▸ **Task prompt**:
Copy out every line of the listing below word for word, leaving the pictures out of your answer.

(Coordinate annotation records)
▼▼▼

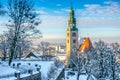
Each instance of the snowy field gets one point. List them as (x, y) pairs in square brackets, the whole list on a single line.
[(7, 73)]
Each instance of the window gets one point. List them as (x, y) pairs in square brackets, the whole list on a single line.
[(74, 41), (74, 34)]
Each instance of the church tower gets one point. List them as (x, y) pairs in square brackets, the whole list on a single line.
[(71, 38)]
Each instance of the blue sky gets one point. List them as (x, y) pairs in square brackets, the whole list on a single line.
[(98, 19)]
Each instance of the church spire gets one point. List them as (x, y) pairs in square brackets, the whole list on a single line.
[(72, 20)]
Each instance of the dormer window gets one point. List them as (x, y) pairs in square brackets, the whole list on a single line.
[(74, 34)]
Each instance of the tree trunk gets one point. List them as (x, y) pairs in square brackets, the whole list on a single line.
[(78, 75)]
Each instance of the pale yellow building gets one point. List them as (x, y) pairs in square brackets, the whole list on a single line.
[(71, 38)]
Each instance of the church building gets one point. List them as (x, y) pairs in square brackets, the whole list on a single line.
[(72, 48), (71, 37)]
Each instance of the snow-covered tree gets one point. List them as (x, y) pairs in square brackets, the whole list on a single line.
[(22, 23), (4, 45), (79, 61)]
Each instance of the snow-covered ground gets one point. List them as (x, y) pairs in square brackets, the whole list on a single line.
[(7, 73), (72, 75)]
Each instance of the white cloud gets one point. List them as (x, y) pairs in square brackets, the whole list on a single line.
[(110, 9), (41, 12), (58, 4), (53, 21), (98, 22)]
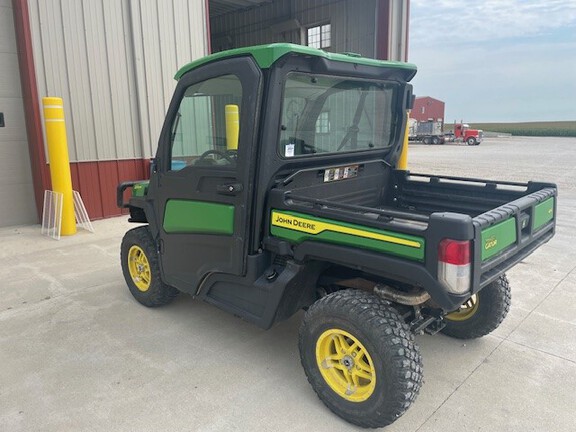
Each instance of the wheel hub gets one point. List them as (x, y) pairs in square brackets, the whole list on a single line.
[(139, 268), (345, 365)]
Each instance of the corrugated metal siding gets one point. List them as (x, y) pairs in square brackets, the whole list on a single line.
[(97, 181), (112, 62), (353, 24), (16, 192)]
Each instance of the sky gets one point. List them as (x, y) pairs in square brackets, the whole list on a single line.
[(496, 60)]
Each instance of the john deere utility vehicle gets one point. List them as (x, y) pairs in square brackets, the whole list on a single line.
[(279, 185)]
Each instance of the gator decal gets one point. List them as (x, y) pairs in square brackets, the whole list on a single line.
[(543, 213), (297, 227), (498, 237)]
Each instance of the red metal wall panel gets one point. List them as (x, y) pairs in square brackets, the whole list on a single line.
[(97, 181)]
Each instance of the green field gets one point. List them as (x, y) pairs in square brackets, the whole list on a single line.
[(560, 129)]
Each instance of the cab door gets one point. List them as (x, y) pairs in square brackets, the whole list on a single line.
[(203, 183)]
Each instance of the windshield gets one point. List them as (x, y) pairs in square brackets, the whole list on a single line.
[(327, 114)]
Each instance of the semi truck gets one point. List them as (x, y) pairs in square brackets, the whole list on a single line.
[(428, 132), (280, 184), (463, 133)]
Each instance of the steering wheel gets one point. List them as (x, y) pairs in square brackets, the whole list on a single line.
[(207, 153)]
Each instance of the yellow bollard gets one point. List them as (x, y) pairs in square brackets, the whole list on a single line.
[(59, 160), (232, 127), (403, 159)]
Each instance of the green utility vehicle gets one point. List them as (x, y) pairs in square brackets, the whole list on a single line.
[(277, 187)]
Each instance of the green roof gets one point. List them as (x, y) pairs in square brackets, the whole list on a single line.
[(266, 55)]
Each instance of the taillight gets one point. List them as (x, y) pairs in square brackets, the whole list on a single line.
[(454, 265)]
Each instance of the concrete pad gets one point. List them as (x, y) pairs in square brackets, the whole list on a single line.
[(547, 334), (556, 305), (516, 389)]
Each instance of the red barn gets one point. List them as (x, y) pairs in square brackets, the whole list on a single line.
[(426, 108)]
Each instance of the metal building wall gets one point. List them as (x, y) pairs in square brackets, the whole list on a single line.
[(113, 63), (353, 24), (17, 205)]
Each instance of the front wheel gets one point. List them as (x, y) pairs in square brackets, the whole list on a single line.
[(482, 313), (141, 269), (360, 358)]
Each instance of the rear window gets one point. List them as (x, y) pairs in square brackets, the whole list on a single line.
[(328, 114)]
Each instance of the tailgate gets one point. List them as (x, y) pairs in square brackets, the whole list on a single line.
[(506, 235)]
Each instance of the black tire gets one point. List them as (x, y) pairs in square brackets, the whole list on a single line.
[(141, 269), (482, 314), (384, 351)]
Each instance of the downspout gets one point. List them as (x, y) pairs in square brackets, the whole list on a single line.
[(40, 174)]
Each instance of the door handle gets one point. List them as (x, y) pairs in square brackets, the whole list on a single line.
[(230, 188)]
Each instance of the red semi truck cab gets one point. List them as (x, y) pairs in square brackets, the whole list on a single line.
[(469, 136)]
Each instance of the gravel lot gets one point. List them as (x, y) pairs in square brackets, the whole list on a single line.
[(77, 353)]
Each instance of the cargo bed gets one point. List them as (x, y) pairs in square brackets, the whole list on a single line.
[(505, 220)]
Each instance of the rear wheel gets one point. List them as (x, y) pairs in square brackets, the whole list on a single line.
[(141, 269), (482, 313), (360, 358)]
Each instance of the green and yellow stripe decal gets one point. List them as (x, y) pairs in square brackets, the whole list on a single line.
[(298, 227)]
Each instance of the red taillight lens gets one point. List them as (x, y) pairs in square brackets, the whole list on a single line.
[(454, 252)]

▲▲▲

▸ **Output of the exercise**:
Each instance of the snowy field gets one point. List them as (x, y) pairs in square brackets, the whole list on a single line.
[(7, 73)]
Each instance of the window gets one point. List them as (x, y) pairs in square brackets, the whole list on a single line.
[(74, 41), (74, 34)]
Each instance of the church tower gets one point. List them as (x, y) pairs in square brackets, the whole list on a single line.
[(71, 38)]
Each instance of the blue sky gets one point. List them as (x, y) pairs in square brackets, the whole list on a single line.
[(98, 19)]
Each instance of the church spire gets one point. List them as (x, y) pairs in square brackets, the whole list on a single line.
[(72, 20)]
Each instance of the dormer window gets one point. List them as (x, y) pairs in square brackets, the whole list on a single line.
[(74, 34)]
Each instance of the tree trunk gets one point. List them as (x, y) pairs in square brackets, the whole list on a single line.
[(78, 75)]
Each instance of the pale yellow building gets one point. List them as (x, y) pairs in square brackets, the whole list on a single line.
[(71, 38)]
Each instance of the church building gets one point. List them as (x, y) pairs in square brackets, the whole list on a single line.
[(72, 48), (71, 37)]
Each instance of the snow-covered tree gets one point. List them as (x, y) pairs in square brackets, the whole list on a single line.
[(22, 23), (4, 45), (79, 61)]
Each instance of the snow-covered ground gets one point. List them as (x, y) pairs in square brackets, the whole list on a single line.
[(7, 73), (72, 75)]
Each instance of the white cloud gets one point. List them as (x, y) pairs in square brackets, the whole list on a single line.
[(110, 9), (41, 12), (58, 4), (53, 21), (98, 22)]
Each instance of the wheel hub gets one point. List them as (x, y) pairs in square brackets, the whole list on a single line.
[(139, 268), (345, 365)]
Each instance of the corrugated metal siding gets one point. List them as (x, y) pairs in square brackets, the whole list on a single line.
[(97, 181), (112, 62), (353, 24), (16, 192)]
Each instance of the sky gets one point. List them as (x, y) pairs in square brackets, the whole list on a single line.
[(496, 60)]
Each instance of the john deere utility vehicle gets one point. List them as (x, y) pairs in square brackets, the whole list on a single line.
[(279, 185)]
Each instance of the gator decal gets one point. List them as (x, y) pairs in square brackets, the whole list on a single line.
[(543, 213), (297, 227), (498, 237)]
Each instance of the red metal wall panel gets one point. List them as (x, y) pairs in square brackets, the whole list on a single line.
[(97, 181)]
Each instance of the green field gets one point. List them as (x, y) pairs in square brackets, the whole list on a single line.
[(560, 129)]
Each instance of the cab door gets one point. List them as (x, y) pairs in square brackets, the whole list on a single line.
[(203, 183)]
Each instance of the windshield gets one point. List them as (x, y) pairs in square brackets, the whole list on a single line.
[(327, 114)]
Each instance of the semi truck gets one point. List them as (x, y) pairs in square brackets, the whole list on a single line.
[(428, 132), (280, 184), (463, 133)]
Each instance of the steering wheel gets one point. List them as (x, y) pairs in square brackets, the whole list on a single line.
[(207, 153)]
Each instance of the yellow bollard gets one point. List them as (x, y) pairs in square brackets, the whole list on a single line.
[(59, 160), (232, 127), (403, 159)]
Each instance of the green utility vehicle gets one point. List them as (x, y) pairs in square brackets, the whole list on a single line.
[(277, 187)]
Each instance of the green roof gets one point. List them as (x, y) pairs in square brackets, the whole list on a single line.
[(266, 55)]
Each instance of the taillight gets one point. List them as (x, y) pairs in square brackets, the whole list on a single line.
[(454, 265)]
Each instance of the concrete pad gets one point. List them as (x, y) pairs in square brackets, the whole list on a single line.
[(547, 334), (556, 305), (516, 389)]
Each instance of the red barn gets one point. List them as (x, y) pairs in square brackets, the whole list on a single line.
[(426, 108)]
Each instance of the metal building wall gets one point. List them as (x, y) pairs in square brackets, the whole list on a single line.
[(113, 63), (353, 24), (17, 205)]
Each instance of the front wheel gets one point. List them as (x, y) pairs in square brackets, the whole list on a single line.
[(482, 313), (141, 269), (360, 358)]
Each instance of the rear window gets one point. List them as (x, y) pairs in square brackets, the whole list on a single line.
[(328, 114)]
Each instance of the tailgate gets one point. List them as (x, y) pairs in square brackets, the whole list on a single line.
[(506, 235)]
Each instance of the black tire gets one point. List them as (x, y) pairs in square brackets, the whole list on a single line.
[(141, 269), (482, 314), (384, 351)]
Each instance of the downspout gets one point. List them as (x, y) pairs in square brackets, the whole list on a single line.
[(40, 174)]
Each instance of the door handle gets one point. List them as (x, y) pairs in square brackets, the whole list on a single line.
[(230, 188)]
Each instance of the red semi truck cab gets one point. List them as (x, y) pairs in square brackets, the whole list on a single line.
[(469, 136)]
Each instance of the gravel lot gets one point. List them as (x, y) pairs in square brackets, the whole list on a single line.
[(77, 353)]
Each instance of the cargo bed gets one point. List them as (x, y) pairs in square brackets, the whole list on a single line.
[(505, 220)]
Each instance of the rear wheel gets one point. List them as (x, y) pairs in square brackets, the whole list on a single line.
[(141, 269), (482, 313), (360, 358)]
Each instance of the green and yellow stripe decal gets one point. List them as (x, y) pairs in square brackets, the whole list on a single line.
[(298, 227)]
Each instance of the red taillight lens gets one point. List them as (x, y) pairs in square brackets, the whole list on a single line.
[(454, 252)]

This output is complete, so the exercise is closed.